**文書:**
--------------------------------------------------

現在の家作りに求められる「快適・省エネ」についての技術的ポイントを
工務店側の視点でご紹介。


前回の続きです。https://note.com/takaoshima/n/n2243371196e4

『全館空調』という用語はよく使われている。
けれどもシンデレラのガラスの靴のように「まさにピッタリなるほど明快」という定義がよくわからない。
そこで、全館空調を構成しているであろう要素を抽出した。
以下がそれ。

全館空調要素分解と各空調方式

「住宅の省エネ性」は一次エネルギー消費量(BEI)で示され、それがどのくらいであるかは通称<webプロ>https://house.lowenergy.jp/と呼ばれるサイトで計算される。
このサイト内では全館空調という用語は出てこないが(多分、出てこない)、おおよそ全館空調と判断できる空調方式が示されている。
それを構成する要素が①空調におけるダクトの有無、②冷暖房範囲、③運転時間だった。

国が用意したサイトでは全館空調なる用語はでてこない。
空調関連のあんちょこ本にも出てこない。
でも一般名称として人口に膾炙している。
では、いわゆる全館空調の構成要素は何?となると以下のアズビルさんのサイトが簡にして要であった。

https://www.kikubari.com/about_kikubari/index.html

なるほど。確かに一般的に全館空調というと上記webプロの三要素に加えて、一種熱交と1台ないし2台の熱源数(エアコン数)であると思う。
つまり、①空調におけるダクトの有無、②冷暖房範囲、③運転時間の三要素に加えて、④24h換気の取り扱い、⑤熱源数を加えた5要素がどうなっているかで、全館空調を定義づけたい。
で、このエリアのマジョリティである部分間歇冷暖房を相対的に逆照射して定義づけられると思う。
※部分間歇冷暖房=リビング、子供部屋、主寝室等を在室時のみ冷暖房する方式。
そのうえで、私が考える現時点の最適解としての「冷暖房方式」を導きたい。

①ダクト/ダクトレス

「いわゆる全館空調」はダクト式と断言してよいと思う。
これは熱源数とも関連している。
少ない熱源(1~2台)で各冷暖房対象室を「確実に冷やす/暖める」ためには保温ダクトを使わざるえを得ない。

--------------------------------------------------

**提供エントリ:**
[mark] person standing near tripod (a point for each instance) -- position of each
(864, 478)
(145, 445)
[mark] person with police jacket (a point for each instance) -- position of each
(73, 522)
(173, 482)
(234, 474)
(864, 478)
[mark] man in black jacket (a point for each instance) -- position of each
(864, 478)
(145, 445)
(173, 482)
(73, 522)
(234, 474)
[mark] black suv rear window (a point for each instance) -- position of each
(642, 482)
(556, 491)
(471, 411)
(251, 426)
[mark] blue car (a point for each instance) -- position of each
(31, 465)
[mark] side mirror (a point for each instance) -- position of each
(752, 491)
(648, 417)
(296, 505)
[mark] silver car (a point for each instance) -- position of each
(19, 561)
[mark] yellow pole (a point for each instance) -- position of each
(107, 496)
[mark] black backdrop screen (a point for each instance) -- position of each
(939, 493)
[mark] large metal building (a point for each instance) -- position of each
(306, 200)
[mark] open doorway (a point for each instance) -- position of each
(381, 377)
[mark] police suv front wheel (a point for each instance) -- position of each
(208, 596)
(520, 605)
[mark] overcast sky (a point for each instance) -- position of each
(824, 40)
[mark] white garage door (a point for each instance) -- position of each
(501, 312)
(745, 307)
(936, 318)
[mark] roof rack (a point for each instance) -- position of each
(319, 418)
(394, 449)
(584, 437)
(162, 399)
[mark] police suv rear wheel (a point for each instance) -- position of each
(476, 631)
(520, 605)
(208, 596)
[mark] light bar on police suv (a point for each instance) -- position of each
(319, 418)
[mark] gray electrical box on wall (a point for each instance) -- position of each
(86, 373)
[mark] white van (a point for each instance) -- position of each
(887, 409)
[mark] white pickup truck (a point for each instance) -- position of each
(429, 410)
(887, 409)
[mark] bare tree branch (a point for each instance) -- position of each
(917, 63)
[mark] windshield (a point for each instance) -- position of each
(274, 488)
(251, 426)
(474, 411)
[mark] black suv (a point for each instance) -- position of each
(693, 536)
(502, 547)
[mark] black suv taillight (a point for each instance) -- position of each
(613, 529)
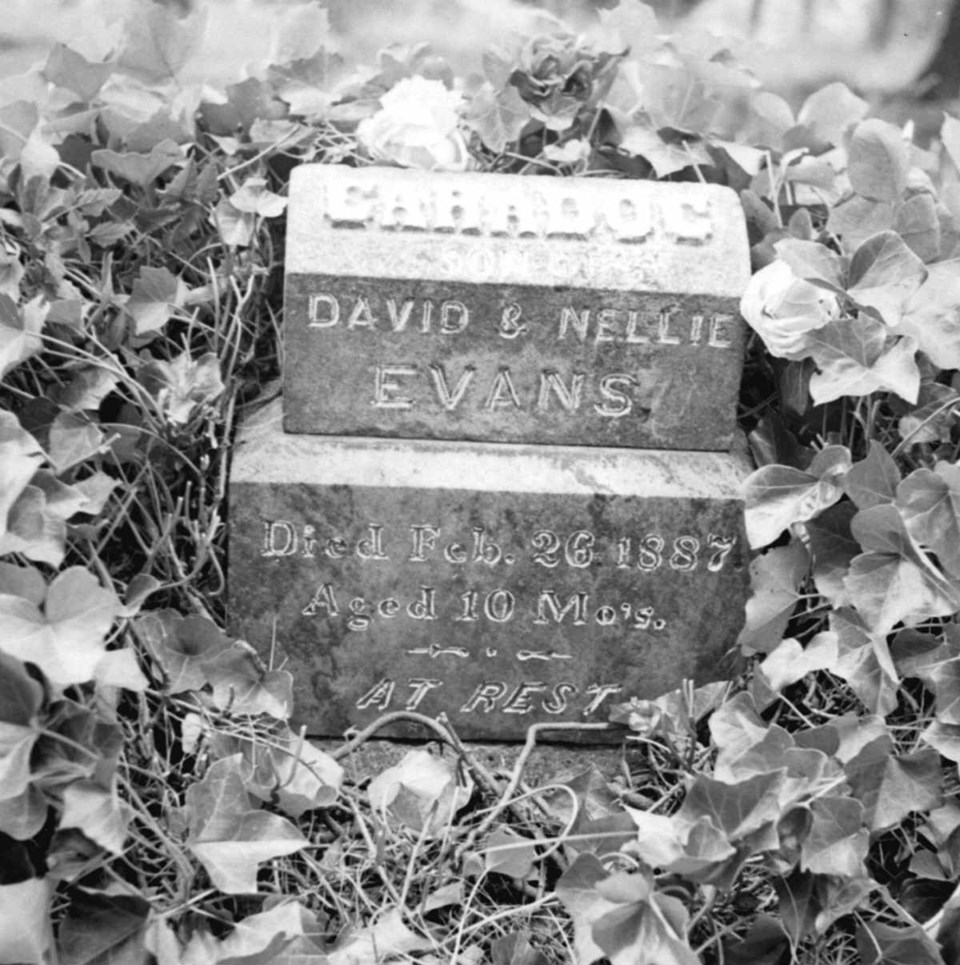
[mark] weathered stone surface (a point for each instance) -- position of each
(499, 308)
(499, 584)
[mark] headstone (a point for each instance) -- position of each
(502, 585)
(491, 493)
(493, 307)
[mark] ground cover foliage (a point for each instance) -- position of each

--------------------------------------------------

**あなたへの指示:**
全館空調についての文書を、最後の文のあとから引き継いで書き進めてもらえますか?

**回答:**
いわゆる全館空調を設計・施工している主体はアズビルさんやパナソニックさんなど、空調設備メーカーさんであることが多く、元請け工務店さんではない。
と、なると、どんな間取りでも「確実に」冷える/暖める必要がある。
(コートハウスだったのでエアコンの効きが悪いです、とは言えない。)
また、工務店の営業さんがついうっかり「温度ムラないです!」と軽はずみなことを言ったとしてもクレームにならないように「確実に」冷える/暖める必要がある。
そうなると畢竟、ダクトを使う選択肢しかないと思う。
「床下エアコン、小屋裏エアコンがあるではないか」
と、思うかもしれない。
確かに、1~2台の熱源で住戸全体を冷やす/暖める心意気のシステムなので全館空調の要素に適合しているように思う。
しかし、基本的にちゃんとした設計がなされていない。
以前、noteで書いたことがあるが、ある閉じた空間をダクト式空調で冷暖房する時は
「(室温27℃に対して)15℃のエアコン吹出空気を75m3/h送風する。」といった計画をたて、それを実行するためのエアコンファン計画、ダクト計画を行う。
だが、床下エアコンの場合それが成立するのか?
是非、床下エアコンをやっている工務店の社長に
「2Fの北側の子供部屋に何℃の空気を何m3/h搬送させる計画ですか?」
と、聞いてほしい。
答えられないと思う。
そして、答えられないということは空調設計はされていない。
社長の過去のトライアル&エラーから導き出した経験と勘によるカッコ書きの「設計」による空調計画だと思う。

さて、部分間歇冷暖房は在室時に冷暖房する方式だ。と、なると、居室(LDK、子供部屋、主寝室等)の数だけ熱源(壁掛けエアコン)がある。
よって、ダクトには頼らない。

そんなこんなで、私のダクトに対する立ち位置。
まず、前提条件として、現在の住宅は高断熱だ。
と、なるとエアコンの能力は小さくてよい。
例えば、2.2kwのエアコン。
家電量販店で2.2kwを探すと「6畳用」となっている。
でも例えばUA値0.46w/m2kの住宅の場合、2.2kwのエアコンで30畳以上の空間を冷暖房できる。よって大事なポイントはいかに閉じた小さい空間をまとめて小さいエアコンで冷暖房するか、だ。
現在の一般的な住宅は大きな居室(LDK)と4.5畳~8畳程度の個室(子供部屋、主寝室等)が3~4部屋ある。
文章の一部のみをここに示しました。